Treating Psoriatic Arthritis with Biologic Drugs
Biologics, such as Enbrel, Humira and Remicade, are also considered disease-modifying antirheumatic drugs (DMARDs), which means they attempt to slow or stop the processes in the body that cause joint damage. They target a cytokine, or protein, called tumor necrosis alpha-factor (TNF-alpha) that causes psoriasis and psoriatic arthritis.
The drug Enbrel (also know by its generic name etanercept) is a TNF-alpha inhibitor that was approved for people with moderate to severe psoriatic arthritis in January 2002 and for psoriasis in April 2004. It also is approved for treating rheumatoid arthritis, ankylosing spondylitis and juvenile idiopathic arthritis.
Studies have shown that Enbrel reduced the progression of joint damage for two years among individuals with psoriatic arthritis. Treatment consists of once- or twice-weekly self-injections under the skin. The recommended dose for adults with psoriatic arthritis is 50 mg per week.
Humira (also know by its generic name adalimumab) is a TNF-alpha inhibitor approved by the FDA in October 2005 to treat psoriatic arthritis and in January 2008 to treat psoriasis. It is also approved to treat rheumatoid arthritis, juvenile idiopathic arthritis, ankylosing spondylitis and Crohn's desease.
The recommended dose for adults is 40 milligrams (mg) every other week. The drug is injected under the skin by the individual.
Remicade (also known by its generic name infliximab) was approved by the FDA in May 2005 to treat psoriatic arthritis and in September 2006 to treat psoriasis. It is also approved for ankylosing spondylitis, ulcerative colitis, rheumatoid arthritis and Crohn's disease.
During the first six weeks of treating psoriatic arthritis with Remicade, individuals receive 5 mg of the drug per kilogram (kg) of body weight in three infusions in a doctor's office. After the first three treatments, individuals continue to receive Remicade infusions at regular intervals of eight weeks. Similar to Enbrel and Humira, Remicade is an anti-TNF-alpha drug.
Simponi (also known by its generic name golimumab) was approved by the FDA in April 2009 to treat adults with moderate to severe psoriatic arthritis. It is also approved for rheumatoid arthritis and ankylosing spondylitis.
Patients take Simponi by giving themselves an injection under the skin. The recommended dose for patients with psoriatic arthritis is 50 mg once a month. Simponi also is a TNF-alpha inhibitor. Simponi is designed to be taken continuously to maintain improvement.
Stelara (also known by its generic name ustekinumab) was approved by the FDA in September 2009 for the treatment of moderate to severe plaque psoriasis. In September 2013 the FDA also approved Stelara to treat adults with psoriatic arthritis.
Stelara is given by injection under the skin at week 0 (the first week of treatment) and week 4, and then every 12 weeks afterwards. The recommended starting dose is 45 mg for individuals weighing 220 lbs or less, and 90 mg for those who weigh more than 220 lbs.

[Extracted records]

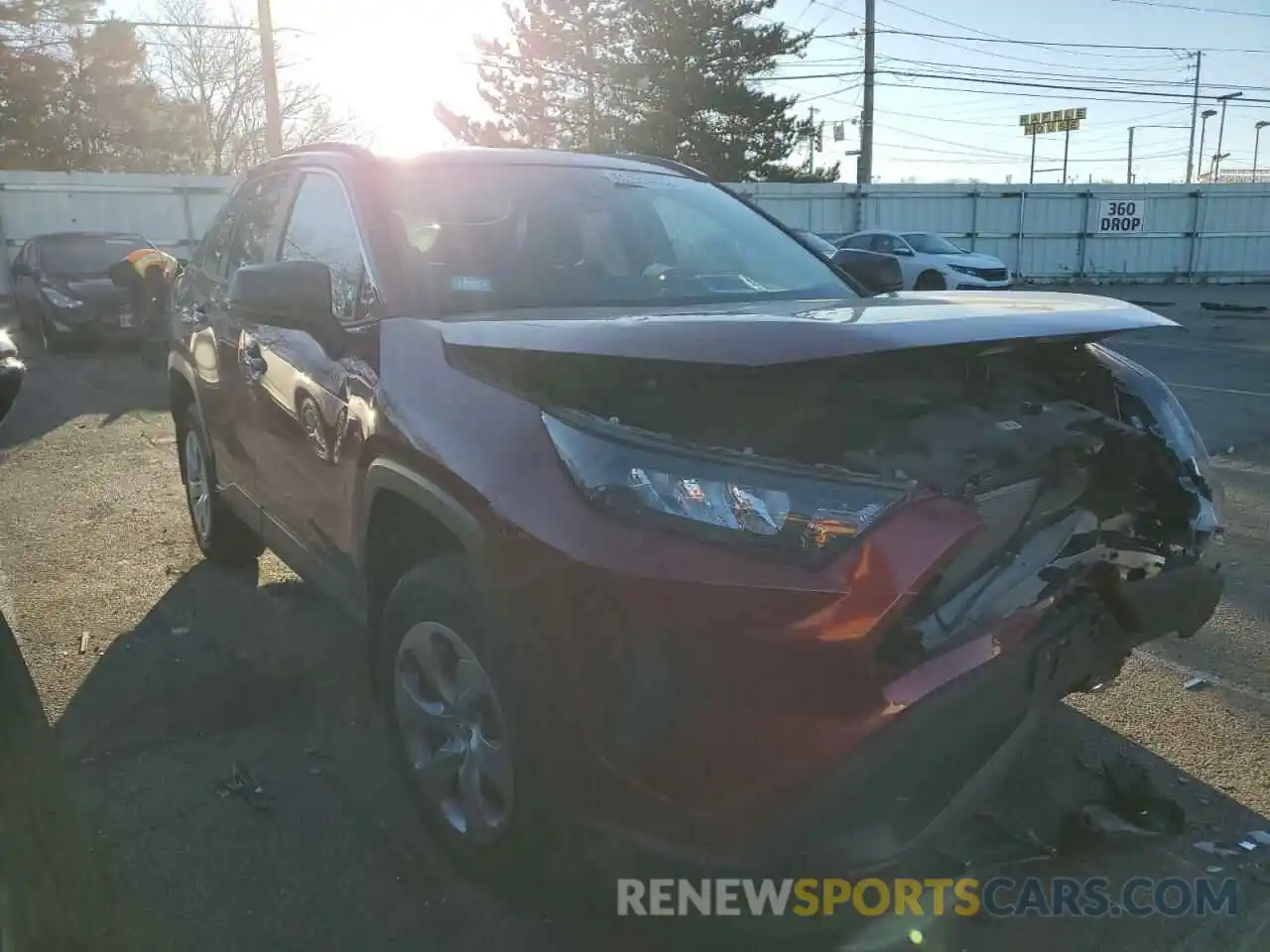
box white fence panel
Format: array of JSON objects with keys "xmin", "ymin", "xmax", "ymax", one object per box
[
  {"xmin": 0, "ymin": 172, "xmax": 234, "ymax": 294},
  {"xmin": 0, "ymin": 172, "xmax": 1270, "ymax": 292},
  {"xmin": 733, "ymin": 182, "xmax": 1270, "ymax": 283}
]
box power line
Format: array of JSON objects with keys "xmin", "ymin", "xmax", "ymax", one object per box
[
  {"xmin": 1111, "ymin": 0, "xmax": 1270, "ymax": 20},
  {"xmin": 878, "ymin": 69, "xmax": 1270, "ymax": 105},
  {"xmin": 877, "ymin": 77, "xmax": 1239, "ymax": 105},
  {"xmin": 863, "ymin": 29, "xmax": 1270, "ymax": 56},
  {"xmin": 31, "ymin": 17, "xmax": 317, "ymax": 37},
  {"xmin": 883, "ymin": 56, "xmax": 1229, "ymax": 91}
]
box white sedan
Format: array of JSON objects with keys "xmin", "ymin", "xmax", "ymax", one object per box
[{"xmin": 837, "ymin": 230, "xmax": 1013, "ymax": 291}]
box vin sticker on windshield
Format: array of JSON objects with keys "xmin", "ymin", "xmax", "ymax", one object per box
[
  {"xmin": 449, "ymin": 276, "xmax": 494, "ymax": 295},
  {"xmin": 604, "ymin": 169, "xmax": 684, "ymax": 189}
]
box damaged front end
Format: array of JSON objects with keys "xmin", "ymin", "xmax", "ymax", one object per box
[
  {"xmin": 450, "ymin": 329, "xmax": 1223, "ymax": 875},
  {"xmin": 484, "ymin": 340, "xmax": 1223, "ymax": 689}
]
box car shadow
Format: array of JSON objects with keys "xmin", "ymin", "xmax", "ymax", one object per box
[
  {"xmin": 0, "ymin": 340, "xmax": 168, "ymax": 450},
  {"xmin": 47, "ymin": 562, "xmax": 1270, "ymax": 952}
]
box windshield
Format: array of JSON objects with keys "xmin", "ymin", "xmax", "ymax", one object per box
[
  {"xmin": 40, "ymin": 235, "xmax": 150, "ymax": 278},
  {"xmin": 387, "ymin": 164, "xmax": 858, "ymax": 314},
  {"xmin": 902, "ymin": 231, "xmax": 965, "ymax": 255}
]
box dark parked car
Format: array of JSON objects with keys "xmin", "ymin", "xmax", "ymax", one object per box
[
  {"xmin": 9, "ymin": 231, "xmax": 161, "ymax": 350},
  {"xmin": 169, "ymin": 145, "xmax": 1221, "ymax": 893},
  {"xmin": 790, "ymin": 228, "xmax": 904, "ymax": 295}
]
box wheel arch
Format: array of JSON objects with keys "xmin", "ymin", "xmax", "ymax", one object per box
[{"xmin": 355, "ymin": 457, "xmax": 494, "ymax": 695}]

- [PROBLEMS TO SOLVE]
1: Answer these questions from the text on biologic drugs for psoriatic arthritis:
(a) In what month and year did the FDA approve Simponi for psoriatic arthritis?
(b) What is the recommended Humira dose for adults?
(c) What starting dose of Stelara is recommended for a person who weighs more than 220 lbs?
2: Repeat word for word the part of the biologic drugs text between "Remicade (also known" and "an anti-TNF-alpha drug.", inclusive.

- [TASK RESPONSES]
1:
(a) April 2009
(b) 40 milligrams (mg) every other week
(c) 90 mg

2:
Remicade (also known by its generic name infliximab) was approved by the FDA in May 2005 to treat psoriatic arthritis and in September 2006 to treat psoriasis. It is also approved for ankylosing spondylitis, ulcerative colitis, rheumatoid arthritis and Crohn's disease.
During the first six weeks of treating psoriatic arthritis with Remicade, individuals receive 5 mg of the drug per kilogram (kg) of body weight in three infusions in a doctor's office. After the first three treatments, individuals continue to receive Remicade infusions at regular intervals of eight weeks. Similar to Enbrel and Humira, Remicade is an anti-TNF-alpha drug.